DESCRIPTION OF THE TASK: Every record below must be copied exactly, with images dropped.

(Image point grounding data)
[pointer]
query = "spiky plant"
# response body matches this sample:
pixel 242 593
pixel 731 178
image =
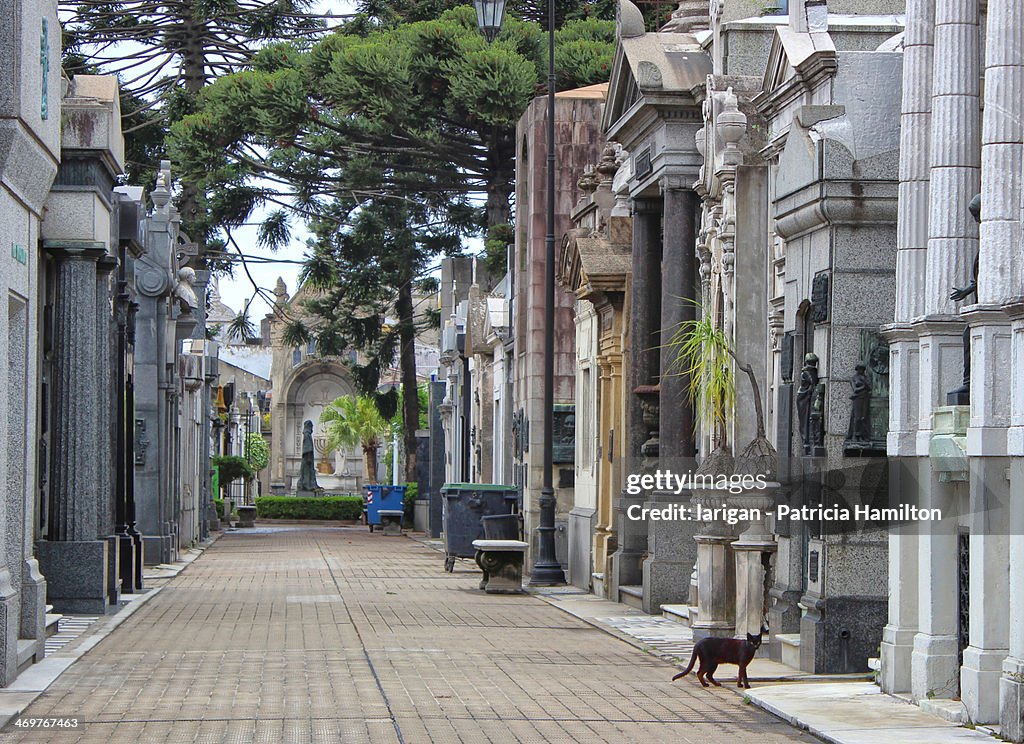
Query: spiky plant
pixel 355 422
pixel 704 354
pixel 701 355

EXPECTED ANSWER:
[pointer]
query = "spiky plant"
# response body matches this sample:
pixel 242 593
pixel 731 178
image =
Query: spiky plant
pixel 355 422
pixel 704 354
pixel 701 355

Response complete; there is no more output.